___ Record set

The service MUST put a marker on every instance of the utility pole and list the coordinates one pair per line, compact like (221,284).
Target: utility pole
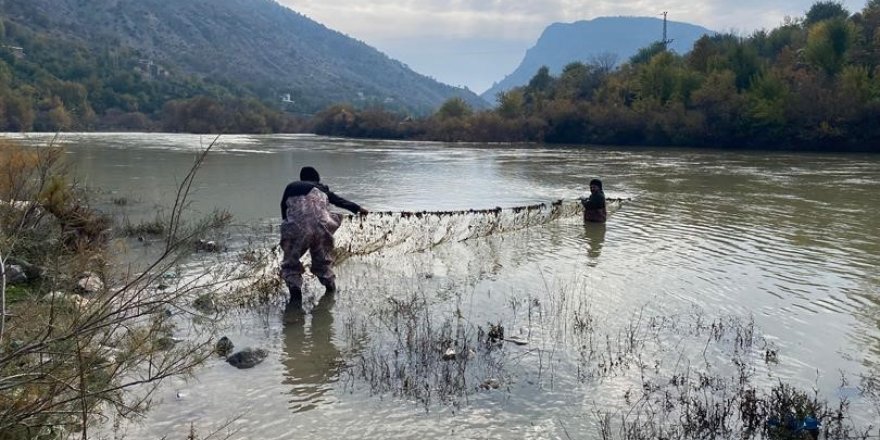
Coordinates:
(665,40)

______
___ Record set

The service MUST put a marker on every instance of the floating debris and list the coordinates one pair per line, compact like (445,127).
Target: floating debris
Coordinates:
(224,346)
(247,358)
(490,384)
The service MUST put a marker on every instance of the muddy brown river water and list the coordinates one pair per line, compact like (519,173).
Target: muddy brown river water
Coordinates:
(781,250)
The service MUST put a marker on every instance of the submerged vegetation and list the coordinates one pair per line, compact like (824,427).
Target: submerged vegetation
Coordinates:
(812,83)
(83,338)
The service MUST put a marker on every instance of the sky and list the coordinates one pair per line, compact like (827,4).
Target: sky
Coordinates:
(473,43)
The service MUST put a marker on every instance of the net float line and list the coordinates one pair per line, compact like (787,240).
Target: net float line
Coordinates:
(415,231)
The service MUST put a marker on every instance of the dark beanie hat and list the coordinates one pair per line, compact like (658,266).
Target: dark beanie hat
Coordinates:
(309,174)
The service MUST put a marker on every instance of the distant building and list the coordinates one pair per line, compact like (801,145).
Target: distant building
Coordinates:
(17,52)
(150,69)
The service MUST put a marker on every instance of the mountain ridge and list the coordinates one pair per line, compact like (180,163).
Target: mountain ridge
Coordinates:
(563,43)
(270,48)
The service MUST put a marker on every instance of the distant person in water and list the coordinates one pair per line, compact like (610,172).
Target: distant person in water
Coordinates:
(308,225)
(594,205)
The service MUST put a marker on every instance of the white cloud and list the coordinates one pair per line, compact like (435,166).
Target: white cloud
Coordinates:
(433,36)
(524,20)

______
___ Record set

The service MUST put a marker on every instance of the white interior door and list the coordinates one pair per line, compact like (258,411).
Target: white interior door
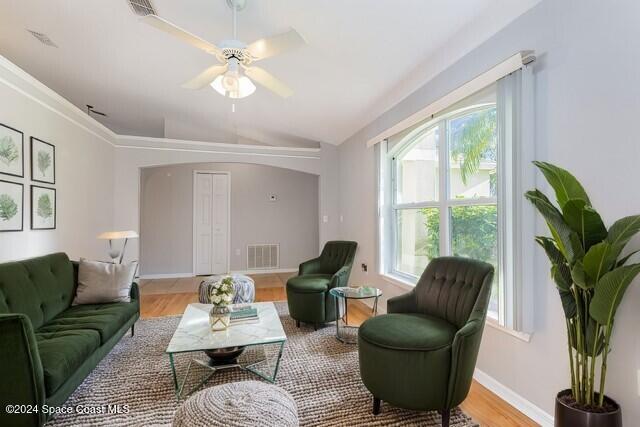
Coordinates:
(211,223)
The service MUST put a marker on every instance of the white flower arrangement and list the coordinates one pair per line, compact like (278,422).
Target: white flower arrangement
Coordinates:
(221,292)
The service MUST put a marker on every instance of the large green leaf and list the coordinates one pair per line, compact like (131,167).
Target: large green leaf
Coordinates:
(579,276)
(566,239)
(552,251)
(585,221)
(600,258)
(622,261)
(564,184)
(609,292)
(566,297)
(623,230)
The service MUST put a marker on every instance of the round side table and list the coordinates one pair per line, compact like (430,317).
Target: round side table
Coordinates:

______

What needs to be done - Pull out every line of the material above that contains the word "table". Matches must have the same capitalization.

Solved problem -
The service MUST put a marker on every instance of the round side table and list the coordinates one pair per line, compact like (430,317).
Target: round side table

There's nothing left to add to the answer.